- [Assigned task] Would you write out, word for word, each line of the records below from the top through the one holding "of the wooden"?

^^^^^^^^

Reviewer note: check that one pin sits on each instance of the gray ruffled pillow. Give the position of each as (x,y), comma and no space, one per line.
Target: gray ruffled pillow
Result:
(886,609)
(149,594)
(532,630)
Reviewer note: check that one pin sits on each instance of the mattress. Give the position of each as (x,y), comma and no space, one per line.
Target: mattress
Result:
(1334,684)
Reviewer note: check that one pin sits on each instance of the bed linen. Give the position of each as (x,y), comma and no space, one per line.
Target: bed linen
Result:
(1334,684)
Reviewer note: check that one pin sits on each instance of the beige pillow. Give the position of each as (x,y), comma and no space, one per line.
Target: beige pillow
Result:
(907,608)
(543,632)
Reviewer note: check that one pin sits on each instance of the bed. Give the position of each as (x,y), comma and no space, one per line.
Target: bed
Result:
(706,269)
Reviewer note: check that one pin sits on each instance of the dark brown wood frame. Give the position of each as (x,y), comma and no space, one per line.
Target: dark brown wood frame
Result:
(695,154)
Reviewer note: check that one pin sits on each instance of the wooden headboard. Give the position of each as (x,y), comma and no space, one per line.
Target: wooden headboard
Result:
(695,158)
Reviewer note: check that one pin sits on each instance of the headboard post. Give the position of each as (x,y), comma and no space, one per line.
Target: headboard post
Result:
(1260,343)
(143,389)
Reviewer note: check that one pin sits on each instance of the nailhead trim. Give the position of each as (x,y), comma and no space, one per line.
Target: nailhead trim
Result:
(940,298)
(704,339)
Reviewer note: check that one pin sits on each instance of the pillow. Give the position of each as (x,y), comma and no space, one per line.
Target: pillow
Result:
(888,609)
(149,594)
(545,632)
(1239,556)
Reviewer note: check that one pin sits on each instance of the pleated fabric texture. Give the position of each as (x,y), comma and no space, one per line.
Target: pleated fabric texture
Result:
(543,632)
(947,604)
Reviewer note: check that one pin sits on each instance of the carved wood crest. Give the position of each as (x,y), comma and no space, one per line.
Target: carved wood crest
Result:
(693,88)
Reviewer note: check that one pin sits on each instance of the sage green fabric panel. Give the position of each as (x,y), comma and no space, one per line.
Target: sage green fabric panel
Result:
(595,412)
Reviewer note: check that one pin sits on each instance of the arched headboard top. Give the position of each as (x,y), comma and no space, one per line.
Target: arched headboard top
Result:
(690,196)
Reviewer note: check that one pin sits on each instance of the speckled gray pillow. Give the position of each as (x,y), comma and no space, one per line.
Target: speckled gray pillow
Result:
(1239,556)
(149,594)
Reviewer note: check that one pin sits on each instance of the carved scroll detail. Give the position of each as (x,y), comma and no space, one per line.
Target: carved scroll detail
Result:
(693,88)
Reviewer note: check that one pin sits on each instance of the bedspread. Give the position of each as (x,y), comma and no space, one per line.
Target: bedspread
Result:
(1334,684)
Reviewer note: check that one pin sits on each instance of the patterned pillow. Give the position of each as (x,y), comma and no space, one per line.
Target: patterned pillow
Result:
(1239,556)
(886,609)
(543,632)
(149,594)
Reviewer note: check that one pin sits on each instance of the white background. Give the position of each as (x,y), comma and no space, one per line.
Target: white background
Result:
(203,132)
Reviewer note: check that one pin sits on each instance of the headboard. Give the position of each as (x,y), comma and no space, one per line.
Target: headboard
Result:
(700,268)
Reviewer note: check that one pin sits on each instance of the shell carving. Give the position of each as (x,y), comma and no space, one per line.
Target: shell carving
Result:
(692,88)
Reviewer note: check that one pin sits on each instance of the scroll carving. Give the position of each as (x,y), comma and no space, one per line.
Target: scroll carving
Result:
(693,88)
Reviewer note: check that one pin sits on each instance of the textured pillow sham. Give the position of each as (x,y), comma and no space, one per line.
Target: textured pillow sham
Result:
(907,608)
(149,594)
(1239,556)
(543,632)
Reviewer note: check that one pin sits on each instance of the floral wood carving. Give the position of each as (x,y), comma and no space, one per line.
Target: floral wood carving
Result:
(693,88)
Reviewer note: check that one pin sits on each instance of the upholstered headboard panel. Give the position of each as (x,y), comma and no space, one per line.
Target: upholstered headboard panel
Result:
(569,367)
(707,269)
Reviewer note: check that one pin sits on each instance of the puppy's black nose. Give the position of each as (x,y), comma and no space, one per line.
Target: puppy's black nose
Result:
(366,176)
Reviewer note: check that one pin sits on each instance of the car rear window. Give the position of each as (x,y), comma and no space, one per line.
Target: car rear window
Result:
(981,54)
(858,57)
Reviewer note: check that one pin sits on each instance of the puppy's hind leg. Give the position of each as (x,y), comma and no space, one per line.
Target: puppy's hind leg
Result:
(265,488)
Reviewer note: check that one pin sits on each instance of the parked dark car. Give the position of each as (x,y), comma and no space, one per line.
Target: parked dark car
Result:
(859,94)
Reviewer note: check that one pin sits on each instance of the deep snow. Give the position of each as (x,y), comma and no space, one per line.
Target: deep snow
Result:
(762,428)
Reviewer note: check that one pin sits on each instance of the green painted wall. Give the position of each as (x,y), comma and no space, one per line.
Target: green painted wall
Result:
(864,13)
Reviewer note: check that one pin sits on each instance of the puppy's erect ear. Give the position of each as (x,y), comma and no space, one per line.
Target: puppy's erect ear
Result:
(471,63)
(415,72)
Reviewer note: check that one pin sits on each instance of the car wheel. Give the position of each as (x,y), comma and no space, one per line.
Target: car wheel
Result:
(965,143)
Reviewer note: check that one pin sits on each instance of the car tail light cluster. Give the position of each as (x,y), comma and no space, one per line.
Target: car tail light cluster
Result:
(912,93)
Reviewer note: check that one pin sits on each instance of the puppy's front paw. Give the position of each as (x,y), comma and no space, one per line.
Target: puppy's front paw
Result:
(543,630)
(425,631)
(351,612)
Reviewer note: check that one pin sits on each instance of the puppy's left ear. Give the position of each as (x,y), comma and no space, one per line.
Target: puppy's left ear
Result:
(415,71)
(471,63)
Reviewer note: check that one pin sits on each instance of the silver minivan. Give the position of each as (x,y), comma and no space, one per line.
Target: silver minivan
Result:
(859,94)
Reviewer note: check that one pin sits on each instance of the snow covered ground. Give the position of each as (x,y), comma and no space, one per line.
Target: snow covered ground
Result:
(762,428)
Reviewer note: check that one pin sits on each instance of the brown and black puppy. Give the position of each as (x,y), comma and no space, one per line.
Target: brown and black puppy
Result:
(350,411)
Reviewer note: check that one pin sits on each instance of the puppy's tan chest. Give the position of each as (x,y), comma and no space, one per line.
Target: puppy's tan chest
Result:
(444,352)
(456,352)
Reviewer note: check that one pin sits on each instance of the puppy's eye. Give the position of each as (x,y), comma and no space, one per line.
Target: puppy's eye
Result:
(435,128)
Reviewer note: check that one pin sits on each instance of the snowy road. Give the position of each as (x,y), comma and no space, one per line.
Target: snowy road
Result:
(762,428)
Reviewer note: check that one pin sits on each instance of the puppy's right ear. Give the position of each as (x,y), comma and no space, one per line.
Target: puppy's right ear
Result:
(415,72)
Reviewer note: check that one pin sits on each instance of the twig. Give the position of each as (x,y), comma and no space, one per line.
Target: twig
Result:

^^^^^^^^

- [Output]
Reviewer note: check that one pin sits on each instance of the gray ruffled pillow. Give the position of each as (x,y), comma and no space, one per line.
Target: gray ruffled pillow
Result:
(886,609)
(149,594)
(532,630)
Reviewer note: check that one pin sits on each instance of the mattress. Give the position of each as (x,y), comma and no space, one per line.
Target: mattress
Result:
(1334,684)
Reviewer note: check that one pin sits on each instance of the bed linen. Give the position of each as (x,y), comma and no space, one per line.
Target: bed linen
Result:
(1334,684)
Reviewer note: check that one pin sits on each instance of the beige pillow. Give the position of each as (x,y), comma and no space, one per line.
Target: beige pillow
Result:
(907,608)
(543,632)
Reviewer note: check that one pin sits on each instance of the bed. Give the position of each as (x,y), comma and no space, one per line.
Target: bed
Result:
(706,269)
Reviewer note: check that one pin sits on each instance of the dark brown wood frame. Give the position of each as (x,y), comma and no space, one per line.
Target: dark brown wood frame
Result:
(695,154)
Reviewer note: check that one pin sits on each instance of the wooden headboard. Give the position of each as (x,y), comma and no space, one per line.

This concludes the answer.